--- START ---

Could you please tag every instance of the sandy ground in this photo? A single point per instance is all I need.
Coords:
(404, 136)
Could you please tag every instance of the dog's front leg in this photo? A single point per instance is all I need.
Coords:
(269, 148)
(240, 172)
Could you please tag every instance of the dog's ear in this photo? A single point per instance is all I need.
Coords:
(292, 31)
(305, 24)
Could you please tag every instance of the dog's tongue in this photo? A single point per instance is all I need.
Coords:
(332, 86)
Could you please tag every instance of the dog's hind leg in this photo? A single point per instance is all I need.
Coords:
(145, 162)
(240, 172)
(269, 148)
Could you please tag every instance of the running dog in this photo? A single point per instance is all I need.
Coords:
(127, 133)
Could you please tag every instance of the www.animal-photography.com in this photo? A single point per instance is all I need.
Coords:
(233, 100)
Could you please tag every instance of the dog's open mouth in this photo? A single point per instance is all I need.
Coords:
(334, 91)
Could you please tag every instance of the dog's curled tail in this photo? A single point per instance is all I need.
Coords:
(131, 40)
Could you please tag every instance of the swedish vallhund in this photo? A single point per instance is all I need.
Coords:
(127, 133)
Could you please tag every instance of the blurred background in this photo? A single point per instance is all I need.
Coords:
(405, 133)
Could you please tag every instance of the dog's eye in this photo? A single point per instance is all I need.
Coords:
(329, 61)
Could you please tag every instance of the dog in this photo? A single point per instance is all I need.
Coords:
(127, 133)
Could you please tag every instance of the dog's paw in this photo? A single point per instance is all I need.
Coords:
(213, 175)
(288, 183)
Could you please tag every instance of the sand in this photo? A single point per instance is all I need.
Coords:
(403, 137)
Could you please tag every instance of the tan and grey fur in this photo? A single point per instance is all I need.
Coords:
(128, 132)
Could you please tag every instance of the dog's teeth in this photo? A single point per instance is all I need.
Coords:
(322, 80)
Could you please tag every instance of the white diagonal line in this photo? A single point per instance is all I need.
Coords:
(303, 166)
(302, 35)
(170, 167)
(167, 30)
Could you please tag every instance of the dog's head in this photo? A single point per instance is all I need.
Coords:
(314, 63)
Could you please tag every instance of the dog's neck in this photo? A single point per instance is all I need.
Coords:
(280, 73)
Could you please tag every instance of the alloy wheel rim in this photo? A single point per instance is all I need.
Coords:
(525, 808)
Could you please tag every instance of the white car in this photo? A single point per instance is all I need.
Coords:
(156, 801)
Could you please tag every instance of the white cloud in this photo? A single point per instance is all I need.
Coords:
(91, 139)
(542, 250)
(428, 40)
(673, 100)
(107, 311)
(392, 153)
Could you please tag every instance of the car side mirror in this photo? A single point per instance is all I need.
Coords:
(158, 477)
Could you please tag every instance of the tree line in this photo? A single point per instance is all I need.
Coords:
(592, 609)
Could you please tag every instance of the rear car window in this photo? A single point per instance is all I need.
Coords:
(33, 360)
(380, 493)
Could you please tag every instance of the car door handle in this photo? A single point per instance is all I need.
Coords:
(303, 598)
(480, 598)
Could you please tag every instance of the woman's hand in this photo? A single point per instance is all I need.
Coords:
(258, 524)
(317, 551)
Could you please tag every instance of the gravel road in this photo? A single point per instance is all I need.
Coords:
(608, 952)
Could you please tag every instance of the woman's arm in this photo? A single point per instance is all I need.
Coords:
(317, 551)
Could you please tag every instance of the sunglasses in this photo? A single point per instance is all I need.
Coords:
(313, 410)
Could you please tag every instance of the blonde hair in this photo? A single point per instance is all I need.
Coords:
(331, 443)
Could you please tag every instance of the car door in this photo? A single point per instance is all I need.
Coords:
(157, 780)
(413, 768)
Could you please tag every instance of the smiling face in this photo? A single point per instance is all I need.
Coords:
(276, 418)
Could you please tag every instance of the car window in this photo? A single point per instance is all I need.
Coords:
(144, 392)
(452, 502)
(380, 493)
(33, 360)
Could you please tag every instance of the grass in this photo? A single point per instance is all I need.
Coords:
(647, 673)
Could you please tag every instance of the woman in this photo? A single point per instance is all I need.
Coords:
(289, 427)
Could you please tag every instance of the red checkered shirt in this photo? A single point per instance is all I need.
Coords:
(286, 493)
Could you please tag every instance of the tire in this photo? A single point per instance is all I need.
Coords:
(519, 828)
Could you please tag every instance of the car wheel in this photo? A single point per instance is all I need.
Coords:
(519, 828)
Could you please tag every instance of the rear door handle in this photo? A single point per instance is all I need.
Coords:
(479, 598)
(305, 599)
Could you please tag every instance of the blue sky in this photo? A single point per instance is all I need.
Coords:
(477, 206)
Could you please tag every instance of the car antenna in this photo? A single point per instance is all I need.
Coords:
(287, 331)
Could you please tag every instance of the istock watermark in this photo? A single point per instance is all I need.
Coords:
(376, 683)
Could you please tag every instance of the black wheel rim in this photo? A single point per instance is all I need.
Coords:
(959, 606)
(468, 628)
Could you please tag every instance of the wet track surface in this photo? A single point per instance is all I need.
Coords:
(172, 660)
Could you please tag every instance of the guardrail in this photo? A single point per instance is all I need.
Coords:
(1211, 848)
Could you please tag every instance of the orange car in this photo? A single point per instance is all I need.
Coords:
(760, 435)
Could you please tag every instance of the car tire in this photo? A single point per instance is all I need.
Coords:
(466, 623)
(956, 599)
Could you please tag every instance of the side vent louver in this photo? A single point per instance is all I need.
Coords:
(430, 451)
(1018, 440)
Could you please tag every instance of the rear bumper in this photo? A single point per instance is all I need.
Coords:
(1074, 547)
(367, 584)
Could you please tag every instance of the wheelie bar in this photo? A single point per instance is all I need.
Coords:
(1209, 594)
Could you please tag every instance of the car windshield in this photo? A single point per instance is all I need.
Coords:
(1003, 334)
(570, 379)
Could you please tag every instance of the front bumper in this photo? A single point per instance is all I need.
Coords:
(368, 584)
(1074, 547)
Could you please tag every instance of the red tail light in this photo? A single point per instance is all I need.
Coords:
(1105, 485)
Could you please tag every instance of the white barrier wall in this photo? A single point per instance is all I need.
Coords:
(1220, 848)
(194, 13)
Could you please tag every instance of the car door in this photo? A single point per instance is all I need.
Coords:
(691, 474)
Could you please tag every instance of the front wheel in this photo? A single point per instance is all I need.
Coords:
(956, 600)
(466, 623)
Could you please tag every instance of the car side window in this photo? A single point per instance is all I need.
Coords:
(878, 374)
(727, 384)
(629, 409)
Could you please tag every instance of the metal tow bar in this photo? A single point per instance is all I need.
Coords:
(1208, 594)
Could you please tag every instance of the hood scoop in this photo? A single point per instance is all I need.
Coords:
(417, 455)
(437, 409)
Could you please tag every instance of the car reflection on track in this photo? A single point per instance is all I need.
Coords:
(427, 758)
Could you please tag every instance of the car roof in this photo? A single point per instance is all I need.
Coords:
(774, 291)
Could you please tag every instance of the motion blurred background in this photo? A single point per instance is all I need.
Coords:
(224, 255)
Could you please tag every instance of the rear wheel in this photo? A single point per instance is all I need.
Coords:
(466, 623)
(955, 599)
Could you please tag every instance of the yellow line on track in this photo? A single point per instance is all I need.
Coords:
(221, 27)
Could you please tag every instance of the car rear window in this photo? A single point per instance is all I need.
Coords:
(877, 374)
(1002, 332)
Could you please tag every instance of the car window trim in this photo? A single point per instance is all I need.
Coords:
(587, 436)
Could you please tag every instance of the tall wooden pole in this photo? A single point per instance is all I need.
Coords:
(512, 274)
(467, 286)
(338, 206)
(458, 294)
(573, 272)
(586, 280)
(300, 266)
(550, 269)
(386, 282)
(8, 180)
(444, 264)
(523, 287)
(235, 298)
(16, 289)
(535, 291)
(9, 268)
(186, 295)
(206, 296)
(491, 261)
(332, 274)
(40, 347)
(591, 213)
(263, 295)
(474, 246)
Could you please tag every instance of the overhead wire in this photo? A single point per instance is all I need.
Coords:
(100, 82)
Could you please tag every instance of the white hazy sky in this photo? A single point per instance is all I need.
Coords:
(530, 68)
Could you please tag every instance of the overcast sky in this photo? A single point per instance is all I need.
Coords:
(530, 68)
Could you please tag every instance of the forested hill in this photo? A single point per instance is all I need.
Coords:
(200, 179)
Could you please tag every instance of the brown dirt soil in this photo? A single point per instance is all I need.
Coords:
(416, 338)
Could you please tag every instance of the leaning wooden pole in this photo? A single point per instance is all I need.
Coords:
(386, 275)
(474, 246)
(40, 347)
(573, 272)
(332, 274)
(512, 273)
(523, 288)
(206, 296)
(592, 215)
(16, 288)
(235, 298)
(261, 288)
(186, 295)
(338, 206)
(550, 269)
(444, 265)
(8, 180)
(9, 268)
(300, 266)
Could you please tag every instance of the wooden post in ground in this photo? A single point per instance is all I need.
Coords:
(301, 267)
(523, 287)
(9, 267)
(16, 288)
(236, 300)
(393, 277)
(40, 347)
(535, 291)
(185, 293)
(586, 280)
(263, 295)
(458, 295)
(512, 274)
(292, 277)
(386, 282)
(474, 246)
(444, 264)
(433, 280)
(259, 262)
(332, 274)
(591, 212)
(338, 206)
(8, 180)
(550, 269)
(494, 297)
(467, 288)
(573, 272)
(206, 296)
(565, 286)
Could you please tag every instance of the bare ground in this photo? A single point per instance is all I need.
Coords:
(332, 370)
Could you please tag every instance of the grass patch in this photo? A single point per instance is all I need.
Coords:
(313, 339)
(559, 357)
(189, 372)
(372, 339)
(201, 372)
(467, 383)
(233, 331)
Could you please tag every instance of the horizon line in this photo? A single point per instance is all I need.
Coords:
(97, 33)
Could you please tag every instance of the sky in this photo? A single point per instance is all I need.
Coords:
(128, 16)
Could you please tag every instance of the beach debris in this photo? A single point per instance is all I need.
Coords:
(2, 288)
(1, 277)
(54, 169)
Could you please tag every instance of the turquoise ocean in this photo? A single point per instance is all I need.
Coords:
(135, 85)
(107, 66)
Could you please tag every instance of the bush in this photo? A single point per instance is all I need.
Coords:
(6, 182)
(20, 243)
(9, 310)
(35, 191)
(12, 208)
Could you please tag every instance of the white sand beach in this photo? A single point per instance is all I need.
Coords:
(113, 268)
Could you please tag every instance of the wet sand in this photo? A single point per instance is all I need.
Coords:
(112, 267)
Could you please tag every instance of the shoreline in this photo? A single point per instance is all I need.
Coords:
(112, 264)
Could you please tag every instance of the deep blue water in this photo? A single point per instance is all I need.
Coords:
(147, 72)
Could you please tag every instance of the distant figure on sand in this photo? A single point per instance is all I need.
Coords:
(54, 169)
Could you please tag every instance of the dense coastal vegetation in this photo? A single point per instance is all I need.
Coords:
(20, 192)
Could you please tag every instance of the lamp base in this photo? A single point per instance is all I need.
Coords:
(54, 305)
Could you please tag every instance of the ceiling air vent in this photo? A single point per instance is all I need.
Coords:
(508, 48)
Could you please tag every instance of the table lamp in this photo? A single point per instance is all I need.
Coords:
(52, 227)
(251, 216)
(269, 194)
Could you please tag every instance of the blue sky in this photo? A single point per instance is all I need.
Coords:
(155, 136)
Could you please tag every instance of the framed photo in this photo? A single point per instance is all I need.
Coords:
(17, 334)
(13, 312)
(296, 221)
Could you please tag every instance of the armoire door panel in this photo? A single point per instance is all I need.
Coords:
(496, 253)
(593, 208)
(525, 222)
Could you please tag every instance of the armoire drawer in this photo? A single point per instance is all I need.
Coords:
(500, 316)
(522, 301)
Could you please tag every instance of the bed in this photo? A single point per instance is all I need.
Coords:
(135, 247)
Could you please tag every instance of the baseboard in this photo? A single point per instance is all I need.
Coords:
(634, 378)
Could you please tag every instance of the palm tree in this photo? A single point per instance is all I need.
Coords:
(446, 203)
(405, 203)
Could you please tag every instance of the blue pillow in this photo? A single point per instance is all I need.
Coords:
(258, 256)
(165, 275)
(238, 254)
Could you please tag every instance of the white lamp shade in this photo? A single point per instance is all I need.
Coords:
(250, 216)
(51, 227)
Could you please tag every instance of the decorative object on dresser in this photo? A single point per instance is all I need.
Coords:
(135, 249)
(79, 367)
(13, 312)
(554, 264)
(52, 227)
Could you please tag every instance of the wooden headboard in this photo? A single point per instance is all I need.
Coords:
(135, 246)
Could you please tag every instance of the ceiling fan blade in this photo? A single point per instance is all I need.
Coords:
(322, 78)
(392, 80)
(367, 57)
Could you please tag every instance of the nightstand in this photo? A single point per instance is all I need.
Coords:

--- END ---

■ **ASSIGNED TASK**
All lines in the records with the string "grass" should be copied out.

■ **SOLUTION TO THIS EXERCISE**
Could you please tag every instance of the grass in this photo? A single point per instance is all I need.
Could you please tag every instance of the grass patch in this photo? A single point per instance is all I need.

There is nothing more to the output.